**EXTRAIT DE SOURCE:**
□ □ □ □ □

En résumé, un client qui confie ses économies à un intermédiaire (firme, courtier en placement, représentant) lui délègue des pouvoirs et lui donne une certaine autonomie pour choisir les placements qui conviennent à son profil d’investisseur.

Cependant, un client qui ne possède pas de connaissances en investissement, peut difficilement savoir si une diminution de rendement de son portefeuille résulte d’une baisse normale des marchés ou d’une mauvaise qualité des services rendus par le conseiller.

Les obligations professionnelles de diligence peuvent alors se heurter à la logique commerciale d’une entreprise qui souhaite faire plus de profit ou d’un conseiller qui veut augmenter ses commissions.

Intérêts divergents

C’est là que le bât blesse, estime l’avocate. La conciliation entre les intérêts du client et ceux des intermédiaires est un élément qui peut devenir problématique.

« Il y a un risque de manquement professionnel. L’intermédiaire pourrait faire primer ses intérêts sur ceux des clients en effectuant des placements inappropriés ou non autorisés, ou en commettant de l’abus ou de la fraude. » Ces manquements peuvent entrainer des préjudices graves, comme des pertes financières ou des dommages physiques et psychologiques, pour le client.

Les régulateurs tiennent compte de cette spécificité en exerçant un contrôle à l’entrée de la profession, en établissant des normes de conduites rigoureuses, en formant les intermédiaires et en ayant un processus disciplinaire.

Une approche holistique

Cependant, malgré les efforts, des enjeux subsistent. L’encadrement actuel est fragmenté, avec une multiplicité d’autorité d’encadrement et de catégories d’inscription engendrant une profusion de contenus réglementaires, de mises en application et de fonds d’indemnisation pour les épargnants. En outre, il est axé sur les produits plutôt que sur les activités, en dépit de la convergence entre les services offerts.

Le tout se solde par une protection inégale des consommateurs, des risques de confusion, d’inefficience, et des lourdeurs administratives et financières.

Pour y remédier, le groupe de recherche propose d’aborder l’encadrement des services financiers selon une approche holistique, plus globale. « Nous voulons amener l’autorité d’encadrement à analyser et évaluer une situation problématique dans sa globalité, et non pas de manière cloisonnée ou en silos », précise la professeure.

Privilégier l’intérêt des clients

La protection des épargnants devrait réunir trois composantes principales, selon le groupe de recherche. La première est d’instaurer des normes de conduite qui obligent les intermédiaires à agir avec loyauté, compétence et diligence, dans l’intérêt des clients.

La deuxième consiste à prévoir des mécanismes efficaces pour prévenir les manquements professionnels. La troisième est de mettre en place des procédures pour réparer ou minimiser les préjudices subis par les clients.

« L’objectif est d’assurer le bien-être financier des épargnants pour ultimement maintenir la confiance du public dans l’industrie », résume Raymonde Crête.

Cet encadrement intégré devra également couvrir l’ensemble des services d’investissements, pas seulement le secteur des valeurs mobilières, mais aussi le domaine de l’assurance de personnes, pour les produits qui comportent un volet d’investissement, comme les fonds distincts.

Il devra par ailleurs être soumis une même autorité afin d’intervenir tant auprès des entreprises de services financiers que de leurs dirigeants et de leurs représentants.

Le groupe de recherche projette de publier l’an prochain un traité en droit des services d’investissement. Ce guide visera entre autres à bonifier l’encadrement actuel de l’industrie dans ce domaine dans la perspective de mieux protéger les consommateurs.

□ □ □ □ □

**Exemples de détection:**
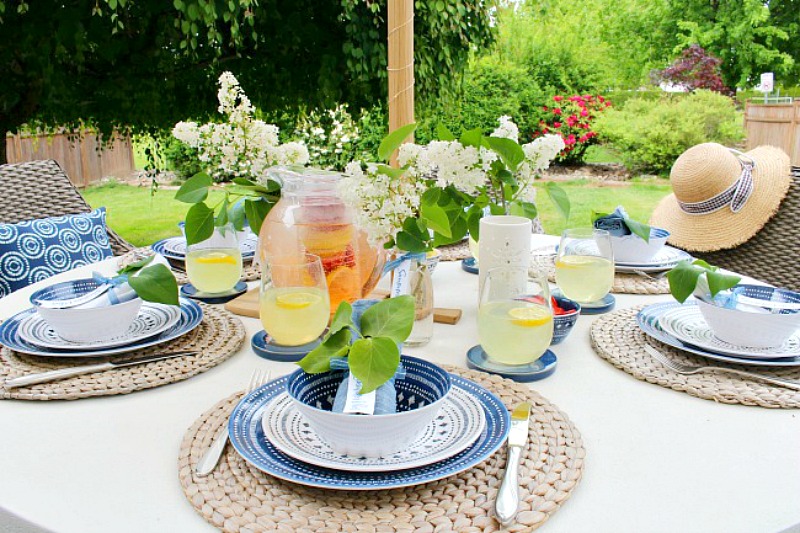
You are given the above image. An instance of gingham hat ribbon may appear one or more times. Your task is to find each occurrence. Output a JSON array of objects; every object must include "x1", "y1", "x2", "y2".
[{"x1": 678, "y1": 150, "x2": 756, "y2": 215}]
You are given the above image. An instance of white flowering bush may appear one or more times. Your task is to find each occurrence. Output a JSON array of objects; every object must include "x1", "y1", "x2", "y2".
[
  {"x1": 172, "y1": 72, "x2": 309, "y2": 181},
  {"x1": 340, "y1": 116, "x2": 569, "y2": 252},
  {"x1": 295, "y1": 104, "x2": 366, "y2": 171}
]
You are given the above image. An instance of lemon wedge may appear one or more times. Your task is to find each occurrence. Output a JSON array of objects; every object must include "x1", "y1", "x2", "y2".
[
  {"x1": 275, "y1": 292, "x2": 322, "y2": 309},
  {"x1": 508, "y1": 307, "x2": 553, "y2": 328},
  {"x1": 194, "y1": 252, "x2": 236, "y2": 265}
]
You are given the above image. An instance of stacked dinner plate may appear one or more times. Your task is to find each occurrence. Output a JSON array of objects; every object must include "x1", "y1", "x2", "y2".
[
  {"x1": 636, "y1": 301, "x2": 800, "y2": 367},
  {"x1": 0, "y1": 298, "x2": 203, "y2": 358},
  {"x1": 228, "y1": 360, "x2": 510, "y2": 490}
]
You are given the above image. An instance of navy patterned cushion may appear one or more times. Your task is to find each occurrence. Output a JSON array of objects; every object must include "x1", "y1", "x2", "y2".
[{"x1": 0, "y1": 207, "x2": 113, "y2": 297}]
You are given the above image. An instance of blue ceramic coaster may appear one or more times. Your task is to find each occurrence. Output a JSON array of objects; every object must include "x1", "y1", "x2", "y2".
[
  {"x1": 551, "y1": 289, "x2": 617, "y2": 315},
  {"x1": 461, "y1": 257, "x2": 478, "y2": 274},
  {"x1": 250, "y1": 330, "x2": 324, "y2": 363},
  {"x1": 467, "y1": 344, "x2": 558, "y2": 383},
  {"x1": 181, "y1": 281, "x2": 247, "y2": 304}
]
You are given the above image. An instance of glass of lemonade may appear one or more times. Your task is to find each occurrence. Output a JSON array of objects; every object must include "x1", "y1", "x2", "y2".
[
  {"x1": 478, "y1": 266, "x2": 553, "y2": 365},
  {"x1": 261, "y1": 254, "x2": 330, "y2": 346},
  {"x1": 556, "y1": 228, "x2": 614, "y2": 303},
  {"x1": 186, "y1": 224, "x2": 242, "y2": 294}
]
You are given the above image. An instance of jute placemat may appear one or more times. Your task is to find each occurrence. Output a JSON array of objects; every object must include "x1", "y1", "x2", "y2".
[
  {"x1": 436, "y1": 239, "x2": 472, "y2": 261},
  {"x1": 591, "y1": 306, "x2": 800, "y2": 409},
  {"x1": 531, "y1": 251, "x2": 669, "y2": 294},
  {"x1": 117, "y1": 248, "x2": 261, "y2": 285},
  {"x1": 0, "y1": 303, "x2": 245, "y2": 400},
  {"x1": 178, "y1": 367, "x2": 585, "y2": 533}
]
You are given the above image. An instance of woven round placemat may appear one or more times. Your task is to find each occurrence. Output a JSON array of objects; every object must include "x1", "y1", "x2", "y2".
[
  {"x1": 178, "y1": 367, "x2": 585, "y2": 532},
  {"x1": 531, "y1": 252, "x2": 669, "y2": 294},
  {"x1": 591, "y1": 306, "x2": 800, "y2": 409},
  {"x1": 117, "y1": 248, "x2": 261, "y2": 285},
  {"x1": 436, "y1": 239, "x2": 472, "y2": 261},
  {"x1": 0, "y1": 303, "x2": 245, "y2": 400}
]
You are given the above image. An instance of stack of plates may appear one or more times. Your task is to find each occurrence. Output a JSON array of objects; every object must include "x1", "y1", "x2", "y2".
[
  {"x1": 614, "y1": 246, "x2": 692, "y2": 272},
  {"x1": 152, "y1": 232, "x2": 258, "y2": 262},
  {"x1": 0, "y1": 298, "x2": 203, "y2": 357},
  {"x1": 636, "y1": 302, "x2": 800, "y2": 366},
  {"x1": 228, "y1": 374, "x2": 510, "y2": 490}
]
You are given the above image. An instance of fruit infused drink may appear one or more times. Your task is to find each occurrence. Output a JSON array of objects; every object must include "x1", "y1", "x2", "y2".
[
  {"x1": 261, "y1": 287, "x2": 330, "y2": 346},
  {"x1": 186, "y1": 248, "x2": 242, "y2": 294},
  {"x1": 478, "y1": 300, "x2": 553, "y2": 365},
  {"x1": 556, "y1": 255, "x2": 614, "y2": 303}
]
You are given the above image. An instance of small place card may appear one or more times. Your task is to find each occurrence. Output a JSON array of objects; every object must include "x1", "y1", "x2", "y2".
[{"x1": 342, "y1": 372, "x2": 375, "y2": 415}]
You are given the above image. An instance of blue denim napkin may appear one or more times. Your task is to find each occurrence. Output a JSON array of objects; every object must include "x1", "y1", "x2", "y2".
[{"x1": 331, "y1": 300, "x2": 406, "y2": 415}]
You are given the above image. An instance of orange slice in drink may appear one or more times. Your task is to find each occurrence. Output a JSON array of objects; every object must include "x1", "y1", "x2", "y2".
[{"x1": 508, "y1": 307, "x2": 553, "y2": 328}]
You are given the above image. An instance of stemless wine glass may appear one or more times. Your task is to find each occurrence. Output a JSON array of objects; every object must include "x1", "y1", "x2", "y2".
[
  {"x1": 186, "y1": 224, "x2": 242, "y2": 294},
  {"x1": 478, "y1": 266, "x2": 553, "y2": 365},
  {"x1": 261, "y1": 254, "x2": 331, "y2": 346},
  {"x1": 556, "y1": 228, "x2": 614, "y2": 303}
]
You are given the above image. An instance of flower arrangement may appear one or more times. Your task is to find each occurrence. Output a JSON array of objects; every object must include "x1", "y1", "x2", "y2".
[
  {"x1": 340, "y1": 116, "x2": 569, "y2": 253},
  {"x1": 172, "y1": 72, "x2": 309, "y2": 181},
  {"x1": 533, "y1": 94, "x2": 611, "y2": 163}
]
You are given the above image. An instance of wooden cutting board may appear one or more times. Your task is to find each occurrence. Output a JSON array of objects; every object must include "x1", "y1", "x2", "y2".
[{"x1": 225, "y1": 287, "x2": 461, "y2": 324}]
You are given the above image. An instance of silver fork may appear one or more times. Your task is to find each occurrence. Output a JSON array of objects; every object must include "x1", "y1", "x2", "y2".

□ □ □ □ □

**SÉRIE DE TÂCHES:**
[A] D'après l'extrait sur la protection des épargnants, que le groupe de recherche projette-t-il de publier l'an prochain ?
[B] Filtrez les lignes ci-dessus et recopiez chacune de celles qui contiennent le mot « placemat ».

**LES RÉSULTATS:**
[A] Un traité en droit des services d'investissement.

[B]
You are given the above image. An instance of jute placemat may appear one or more times. Your task is to find each occurrence. Output a JSON array of objects; every object must include "x1", "y1", "x2", "y2".
You are given the above image. An instance of woven round placemat may appear one or more times. Your task is to find each occurrence. Output a JSON array of objects; every object must include "x1", "y1", "x2", "y2".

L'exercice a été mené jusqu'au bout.